* Directions *
Reproduce the portion of the sermon passage from "The first sermon" up to and including "study on conjunctions.".

* Source text *
########################################

The first sermon I delivered at Churchill Baptist was my “tryout” not long after I met with the search committee. Apparently my performance at the interview didn't bomb as much as I'd feared. So as my introduction to my future congregation, I turned to the fifth chapter of the gospel of Luke and told the good people of Churchill Baptist Church that “Jesus, the great fisherman, is fishing for you, and calling you to come fish too.” Not my best, but not my worst either.  Nothing could be worse than my former classmate's legendary sermon titled "God Loves Big Buts" which was apparently a study on conjunctions.

Though inexperienced, I was becoming a good preacher. I exegeted the scriptures in the ancient languages, which I boiled down to a pithy phrase and three memorable points carefully applied to everyday life. Tried to make it helpful and hopeful. Scholarly to a degree, but with love and humor. Passionate, compelling and presented with PowerPoint. I put my mind and heart into it each and every week, and poured out my soul on Sunday for all to see. Maybe I took it a little too seriously.

The congregation, mostly populated by elderly and middle-aged ladies, were apparently delighted with that first sermon, although in retrospect I think most of them had little interest in what I was saying. As life-long church-goers with very little exposure to actual Bible teaching, my approach was certainly new to them. Yet I knew that if God's Spirit was moving hearts, good things could happen: sometimes because of, but sometimes despite of, what was said from the pulpit.

########################################

* Listed records *
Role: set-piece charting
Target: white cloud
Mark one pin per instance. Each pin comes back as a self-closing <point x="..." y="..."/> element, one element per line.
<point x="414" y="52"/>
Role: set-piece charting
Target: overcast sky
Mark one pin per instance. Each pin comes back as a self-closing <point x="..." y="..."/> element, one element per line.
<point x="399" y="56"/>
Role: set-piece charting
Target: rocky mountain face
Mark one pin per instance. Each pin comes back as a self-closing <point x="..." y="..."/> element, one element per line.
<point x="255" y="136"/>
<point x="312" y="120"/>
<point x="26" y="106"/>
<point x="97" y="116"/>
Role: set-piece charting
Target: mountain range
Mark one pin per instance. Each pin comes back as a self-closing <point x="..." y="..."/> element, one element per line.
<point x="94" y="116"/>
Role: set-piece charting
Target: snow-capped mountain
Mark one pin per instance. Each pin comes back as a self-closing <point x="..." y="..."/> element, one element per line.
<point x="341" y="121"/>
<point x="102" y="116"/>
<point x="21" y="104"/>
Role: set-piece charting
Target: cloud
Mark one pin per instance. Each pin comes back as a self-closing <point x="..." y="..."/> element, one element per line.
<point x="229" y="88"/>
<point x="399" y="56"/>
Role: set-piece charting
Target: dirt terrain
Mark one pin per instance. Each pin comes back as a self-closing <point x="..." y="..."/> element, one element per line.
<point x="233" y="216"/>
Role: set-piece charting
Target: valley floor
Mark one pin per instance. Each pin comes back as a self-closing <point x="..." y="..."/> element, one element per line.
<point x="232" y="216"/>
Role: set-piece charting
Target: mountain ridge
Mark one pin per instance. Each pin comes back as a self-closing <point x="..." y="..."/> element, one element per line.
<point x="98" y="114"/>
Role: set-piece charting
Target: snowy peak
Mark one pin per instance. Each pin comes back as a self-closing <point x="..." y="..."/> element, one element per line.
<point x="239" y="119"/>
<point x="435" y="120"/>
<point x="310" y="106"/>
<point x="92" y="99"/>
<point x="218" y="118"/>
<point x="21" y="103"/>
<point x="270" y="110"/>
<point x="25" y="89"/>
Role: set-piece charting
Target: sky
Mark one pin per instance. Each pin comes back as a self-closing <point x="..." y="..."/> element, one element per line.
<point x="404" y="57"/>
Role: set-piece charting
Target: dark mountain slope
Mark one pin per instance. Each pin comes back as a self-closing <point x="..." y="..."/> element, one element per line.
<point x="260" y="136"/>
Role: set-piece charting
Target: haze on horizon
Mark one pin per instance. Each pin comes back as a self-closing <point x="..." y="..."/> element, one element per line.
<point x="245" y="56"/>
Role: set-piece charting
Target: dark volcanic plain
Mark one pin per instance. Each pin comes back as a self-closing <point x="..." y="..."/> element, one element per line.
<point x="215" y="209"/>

########################################

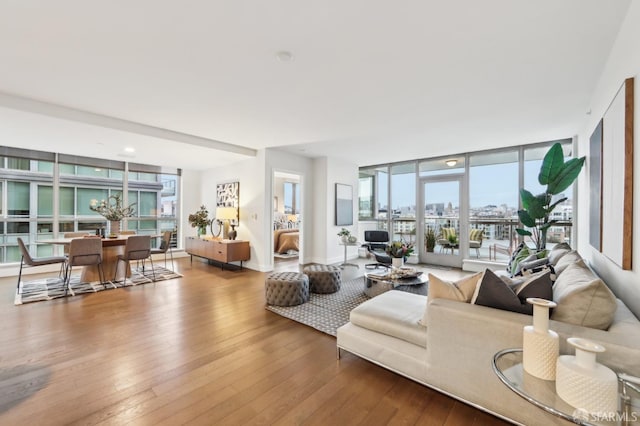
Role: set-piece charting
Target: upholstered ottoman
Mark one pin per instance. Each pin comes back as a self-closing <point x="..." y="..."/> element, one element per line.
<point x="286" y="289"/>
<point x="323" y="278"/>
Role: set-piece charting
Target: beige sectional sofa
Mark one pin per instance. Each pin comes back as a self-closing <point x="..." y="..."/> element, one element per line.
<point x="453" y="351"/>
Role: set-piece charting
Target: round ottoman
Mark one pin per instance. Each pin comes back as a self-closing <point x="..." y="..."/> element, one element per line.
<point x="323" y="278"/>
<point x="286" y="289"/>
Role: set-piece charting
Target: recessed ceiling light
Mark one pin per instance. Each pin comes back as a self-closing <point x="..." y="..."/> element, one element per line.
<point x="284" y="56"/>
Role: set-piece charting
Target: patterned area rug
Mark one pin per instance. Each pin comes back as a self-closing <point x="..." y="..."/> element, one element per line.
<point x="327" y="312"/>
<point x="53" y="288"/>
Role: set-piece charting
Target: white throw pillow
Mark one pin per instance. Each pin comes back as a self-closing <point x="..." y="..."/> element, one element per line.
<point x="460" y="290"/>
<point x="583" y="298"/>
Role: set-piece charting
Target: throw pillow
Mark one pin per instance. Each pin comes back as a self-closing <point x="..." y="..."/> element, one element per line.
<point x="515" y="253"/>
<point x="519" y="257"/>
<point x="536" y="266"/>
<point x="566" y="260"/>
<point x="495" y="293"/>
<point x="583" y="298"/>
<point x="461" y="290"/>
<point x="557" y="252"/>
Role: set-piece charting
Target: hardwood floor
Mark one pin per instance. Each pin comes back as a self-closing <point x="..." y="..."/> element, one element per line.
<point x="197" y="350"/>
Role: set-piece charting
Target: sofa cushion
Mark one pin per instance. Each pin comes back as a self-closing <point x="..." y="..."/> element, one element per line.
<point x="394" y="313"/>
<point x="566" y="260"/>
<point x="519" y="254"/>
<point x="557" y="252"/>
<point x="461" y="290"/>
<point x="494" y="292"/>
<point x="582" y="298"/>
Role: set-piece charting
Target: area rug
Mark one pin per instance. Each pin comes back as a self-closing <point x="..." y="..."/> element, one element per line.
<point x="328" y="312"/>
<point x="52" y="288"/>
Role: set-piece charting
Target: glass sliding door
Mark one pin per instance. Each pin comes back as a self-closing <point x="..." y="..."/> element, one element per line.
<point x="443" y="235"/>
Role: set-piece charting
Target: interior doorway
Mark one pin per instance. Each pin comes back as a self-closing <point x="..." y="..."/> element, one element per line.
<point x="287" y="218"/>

########################################

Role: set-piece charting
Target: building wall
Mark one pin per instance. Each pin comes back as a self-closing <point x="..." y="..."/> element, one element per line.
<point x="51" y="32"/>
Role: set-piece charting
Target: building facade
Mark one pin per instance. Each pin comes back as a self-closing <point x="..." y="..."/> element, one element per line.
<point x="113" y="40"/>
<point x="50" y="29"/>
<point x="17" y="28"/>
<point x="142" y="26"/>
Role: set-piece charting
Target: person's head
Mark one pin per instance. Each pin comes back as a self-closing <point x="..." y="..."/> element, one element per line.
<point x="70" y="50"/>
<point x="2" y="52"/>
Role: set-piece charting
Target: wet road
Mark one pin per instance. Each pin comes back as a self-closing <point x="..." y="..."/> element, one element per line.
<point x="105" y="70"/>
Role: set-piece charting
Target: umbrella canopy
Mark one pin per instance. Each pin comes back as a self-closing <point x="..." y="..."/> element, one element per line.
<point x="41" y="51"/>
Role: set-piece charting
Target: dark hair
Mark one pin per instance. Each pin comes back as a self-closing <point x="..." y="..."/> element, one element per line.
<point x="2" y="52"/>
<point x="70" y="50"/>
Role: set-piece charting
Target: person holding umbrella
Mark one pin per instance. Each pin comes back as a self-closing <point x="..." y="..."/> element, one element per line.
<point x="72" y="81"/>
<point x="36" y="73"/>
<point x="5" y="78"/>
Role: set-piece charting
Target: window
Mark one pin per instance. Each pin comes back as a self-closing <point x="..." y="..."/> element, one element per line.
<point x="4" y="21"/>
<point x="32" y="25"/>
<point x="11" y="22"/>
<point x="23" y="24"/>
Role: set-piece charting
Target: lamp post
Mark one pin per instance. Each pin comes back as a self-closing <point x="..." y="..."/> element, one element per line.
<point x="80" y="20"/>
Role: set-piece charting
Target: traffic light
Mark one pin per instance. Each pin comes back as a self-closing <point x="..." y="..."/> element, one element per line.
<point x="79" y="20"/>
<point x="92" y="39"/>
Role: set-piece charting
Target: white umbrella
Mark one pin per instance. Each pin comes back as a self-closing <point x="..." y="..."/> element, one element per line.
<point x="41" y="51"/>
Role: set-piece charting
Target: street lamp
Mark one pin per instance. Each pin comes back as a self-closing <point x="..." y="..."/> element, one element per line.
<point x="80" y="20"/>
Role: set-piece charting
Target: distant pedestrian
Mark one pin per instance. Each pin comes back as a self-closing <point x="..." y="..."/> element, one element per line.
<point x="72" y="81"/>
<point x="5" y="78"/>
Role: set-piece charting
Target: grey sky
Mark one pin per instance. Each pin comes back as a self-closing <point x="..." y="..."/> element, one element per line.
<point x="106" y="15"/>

########################################

* Result for this task *
The first sermon I delivered at Churchill Baptist was my “tryout” not long after I met with the search committee. Apparently my performance at the interview didn't bomb as much as I'd feared. So as my introduction to my future congregation, I turned to the fifth chapter of the gospel of Luke and told the good people of Churchill Baptist Church that “Jesus, the great fisherman, is fishing for you, and calling you to come fish too.” Not my best, but not my worst either.  Nothing could be worse than my former classmate's legendary sermon titled "God Loves Big Buts" which was apparently a study on conjunctions.